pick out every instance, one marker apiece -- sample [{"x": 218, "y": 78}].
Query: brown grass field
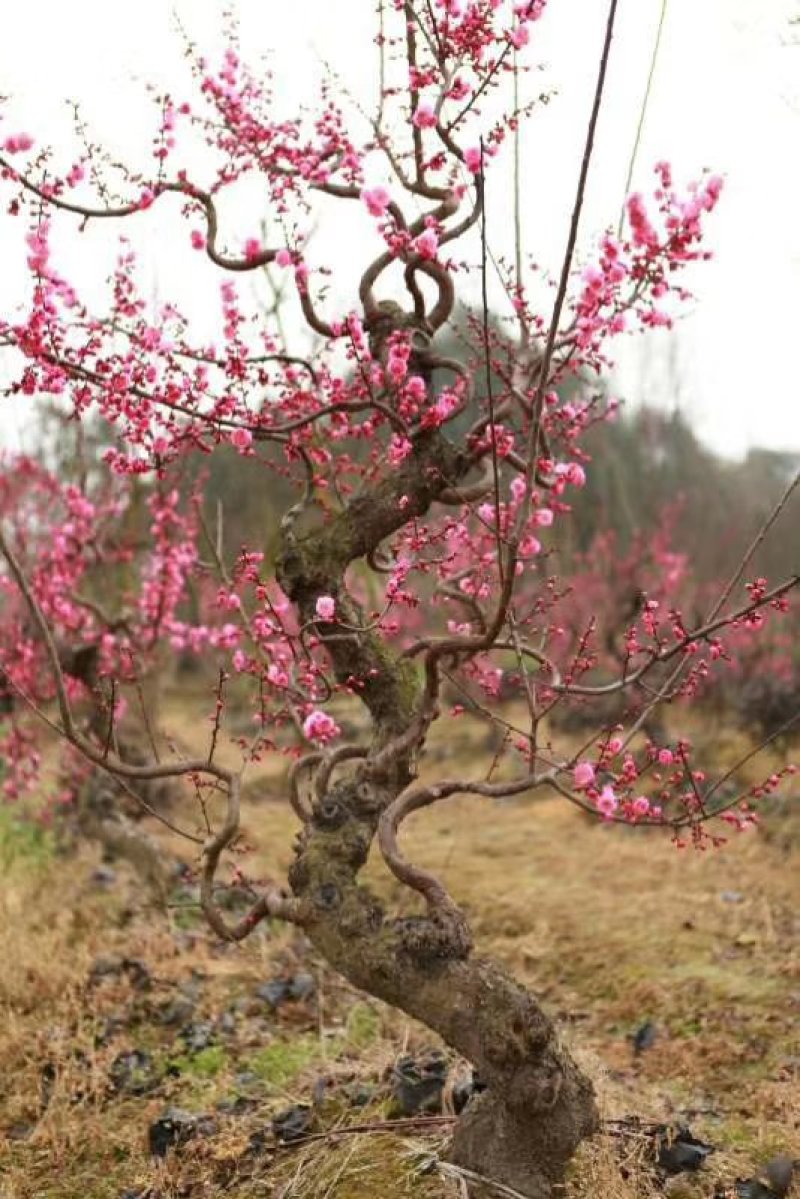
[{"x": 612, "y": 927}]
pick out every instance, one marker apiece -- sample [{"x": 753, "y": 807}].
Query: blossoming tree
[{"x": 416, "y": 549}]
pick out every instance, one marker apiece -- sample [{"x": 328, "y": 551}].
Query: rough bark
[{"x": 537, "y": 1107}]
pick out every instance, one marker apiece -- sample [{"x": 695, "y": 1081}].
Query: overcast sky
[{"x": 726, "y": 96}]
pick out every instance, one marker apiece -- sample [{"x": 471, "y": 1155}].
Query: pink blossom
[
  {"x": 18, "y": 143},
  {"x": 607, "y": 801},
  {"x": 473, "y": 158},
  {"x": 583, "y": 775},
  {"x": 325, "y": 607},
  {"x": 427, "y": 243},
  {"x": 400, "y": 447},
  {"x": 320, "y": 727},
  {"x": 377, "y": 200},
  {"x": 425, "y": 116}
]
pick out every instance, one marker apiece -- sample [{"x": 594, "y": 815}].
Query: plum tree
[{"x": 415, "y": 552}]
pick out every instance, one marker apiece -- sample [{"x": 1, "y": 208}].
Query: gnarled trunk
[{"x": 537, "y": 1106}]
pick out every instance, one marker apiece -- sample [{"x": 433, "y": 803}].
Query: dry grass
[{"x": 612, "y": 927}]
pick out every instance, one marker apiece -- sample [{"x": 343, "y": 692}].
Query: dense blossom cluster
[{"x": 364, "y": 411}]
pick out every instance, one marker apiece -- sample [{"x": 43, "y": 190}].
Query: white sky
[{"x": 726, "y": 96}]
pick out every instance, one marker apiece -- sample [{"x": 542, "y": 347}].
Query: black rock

» **TASK TO CARRY OUT**
Make an exact copy of the whole listing, but don't bring over any pictures.

» **WRITTEN RESPONSE**
pick out every instance, one marker apiece -- sample [{"x": 218, "y": 78}].
Query: brown grass field
[{"x": 612, "y": 927}]
pick out every instance, one marker apiece -- sample [{"x": 753, "y": 807}].
Query: blossoming tree
[{"x": 416, "y": 549}]
pick out every instance, one marker apiece -- sample [{"x": 328, "y": 551}].
Query: rough bark
[{"x": 537, "y": 1107}]
pick out every instance, one marker apiece -- sample [{"x": 695, "y": 1081}].
Query: overcast sky
[{"x": 726, "y": 96}]
pick out every instance, one marker apiece -- sample [{"x": 471, "y": 1155}].
Query: pink blossom
[
  {"x": 18, "y": 143},
  {"x": 607, "y": 801},
  {"x": 473, "y": 158},
  {"x": 583, "y": 775},
  {"x": 325, "y": 607},
  {"x": 427, "y": 243},
  {"x": 400, "y": 447},
  {"x": 320, "y": 727},
  {"x": 377, "y": 200},
  {"x": 425, "y": 116}
]
pick out every instance, one marker apiece -- sample [{"x": 594, "y": 815}].
Query: plum tree
[{"x": 415, "y": 552}]
pick out every instance, one marker apiece -- sample [{"x": 1, "y": 208}].
Query: gnarled trunk
[{"x": 537, "y": 1106}]
pick out every instance, one marker apiece -- sample [{"x": 433, "y": 803}].
Query: dry grass
[{"x": 612, "y": 927}]
pick out every instance, one marker apiece -- sample [{"x": 343, "y": 692}].
Query: dense blossom cluster
[{"x": 364, "y": 411}]
pick out every instance, one marker apiece -- sample [{"x": 43, "y": 190}].
Query: white sky
[{"x": 726, "y": 96}]
pick out every instance, one marker apiece -- sample [{"x": 542, "y": 347}].
Query: black rock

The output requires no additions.